__STATED TASK A__:
Determine whether each of the following statements agrees with the snowplow thread below, answering yes or no and quoting the deciding words of the thread. (i) The Boss uses double acting cylinders for its wings. (ii) The Fisher XV has tapered wings like the XT. (iii) The Boss is chain lift.
* start SELECTED EXCERPT *
# MVP Vs. Boss XT



## Iowalawn (Sep 21, 2008)

Alright i was looking at a post from 2004 about MVP Vs The Boss V. I went to the dealer and looked at some new plows, The Western Looks Cheap. I Have ran western my whole life and loved them. 3/8 Cutting bar Vs Boss has 1/2 With Curb Guards? Everyone says the new boss lights are twice as good as the Nighthawk? Boss you can hook up to a Stright blade with no Changes Western you have to change all the wiring? Is western Going downhill? All I have is western parts and i really do not want to put a boss in the mix but i just may... What do you think keep with the Ultra MVP or Move to the Boss? and is the XT Worth $300 and Smart Locks $300 Do you need the options on a Boss? Thanks


----------



## 2COR517 (Oct 23, 2008)

I have a Fisher XV, which is basically the same as the MVP Plus, but the XV has the tapered wings like the XT. I plowed the previous two season with the XV. Overall, it has been a nice unit to plow with. I have had issues with it. Some were minor things, leaking hose, leaking o-ring. Some were major. The piece that holds the bottom of the moldboard in came off. I did break a center pin at the end of the season last year. I thought the intensifires/nighthawks are fine.

I have spent some time looking over the Boss Power V-XT, and talking to a couple of guys that have worked on all the big brands.

Here are some facts, with a little "color commentary" LOL

The Boss Smart Hitch system is very nice, much better than the Fisher MM2. I do not know about the Western Ultramount.
Boss is direct lift, Western is chain. Kind of personal preference, but I have been told the DL is much quieter and smoother.
Boss is full moldboard trip, Fisher & Western are trip edge. My preference is tripedge.
The Boss uses spring return for the wings, Fisher/Western use double acting cylinders. Springs are simple, reliable. 
Both brands offer factory designed wings. 
Boss Smartlock cylinders cost "extra". Almost a necessity if you want to backdrag.
* end SELECTED EXCERPT *
__STATED TASK B__:
Reproduce the part of the listing that opens with the line containing "Question. For each instance of the steel" and runs through the end of the listing, swapping "photo" for "image" and leaving everything else unchanged. Omit the pictures.
* start DATASET ENTRIES *
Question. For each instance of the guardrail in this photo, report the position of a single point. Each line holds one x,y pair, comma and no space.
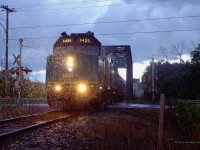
188,101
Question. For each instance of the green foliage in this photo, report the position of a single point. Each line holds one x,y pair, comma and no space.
177,80
28,88
184,117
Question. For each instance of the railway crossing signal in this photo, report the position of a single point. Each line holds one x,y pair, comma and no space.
16,60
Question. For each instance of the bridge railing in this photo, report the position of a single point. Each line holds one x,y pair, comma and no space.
42,100
188,101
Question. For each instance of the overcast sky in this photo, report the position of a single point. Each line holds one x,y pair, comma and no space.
137,21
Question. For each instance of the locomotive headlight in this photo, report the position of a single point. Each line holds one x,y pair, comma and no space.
82,88
70,63
57,87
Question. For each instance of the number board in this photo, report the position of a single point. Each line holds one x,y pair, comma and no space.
68,40
84,40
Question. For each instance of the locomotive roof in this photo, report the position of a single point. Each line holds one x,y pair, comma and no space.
77,39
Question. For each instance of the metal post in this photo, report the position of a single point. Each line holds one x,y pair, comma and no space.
153,79
6,63
161,121
20,70
8,10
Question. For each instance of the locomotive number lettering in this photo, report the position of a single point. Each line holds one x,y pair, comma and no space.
67,75
84,40
67,40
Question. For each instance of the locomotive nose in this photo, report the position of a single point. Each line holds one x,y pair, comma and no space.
82,88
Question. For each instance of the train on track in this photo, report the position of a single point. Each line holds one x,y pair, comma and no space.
79,73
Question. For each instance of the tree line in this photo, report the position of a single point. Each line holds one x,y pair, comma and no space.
29,89
176,80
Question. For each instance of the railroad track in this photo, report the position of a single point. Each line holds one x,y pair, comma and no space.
10,128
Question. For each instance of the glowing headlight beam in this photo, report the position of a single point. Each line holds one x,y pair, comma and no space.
82,88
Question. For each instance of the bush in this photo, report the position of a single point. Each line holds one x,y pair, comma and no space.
184,117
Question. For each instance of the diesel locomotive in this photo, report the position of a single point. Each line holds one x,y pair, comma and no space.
79,73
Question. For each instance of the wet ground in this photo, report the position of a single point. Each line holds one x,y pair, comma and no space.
112,129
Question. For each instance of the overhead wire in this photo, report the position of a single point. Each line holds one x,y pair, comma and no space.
56,4
110,22
95,6
122,33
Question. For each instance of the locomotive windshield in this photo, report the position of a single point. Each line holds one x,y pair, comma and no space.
63,68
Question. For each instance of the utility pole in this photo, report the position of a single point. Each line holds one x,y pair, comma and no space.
8,10
153,79
20,69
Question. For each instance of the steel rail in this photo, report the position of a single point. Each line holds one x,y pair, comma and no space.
15,133
11,120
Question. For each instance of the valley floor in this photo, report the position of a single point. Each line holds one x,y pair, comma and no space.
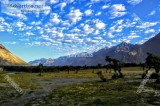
* end DATASET ENTRIES *
__CORRECT RESULT A__:
(i) No: "The Boss uses spring return for the wings, Fisher/Western use double acting cylinders."
(ii) Yes: "the XV has the tapered wings like the XT"
(iii) No: "Boss is direct lift, Western is chain."

__CORRECT RESULT B__:
Question. For each instance of the steel rail in this image, report the position of a single point. Each line holds one x,y pair, comma and no space.
15,133
11,120
Question. For each instance of the valley floor in this image, report the position of a single point. Each line holds one x,y pair, comma and no space.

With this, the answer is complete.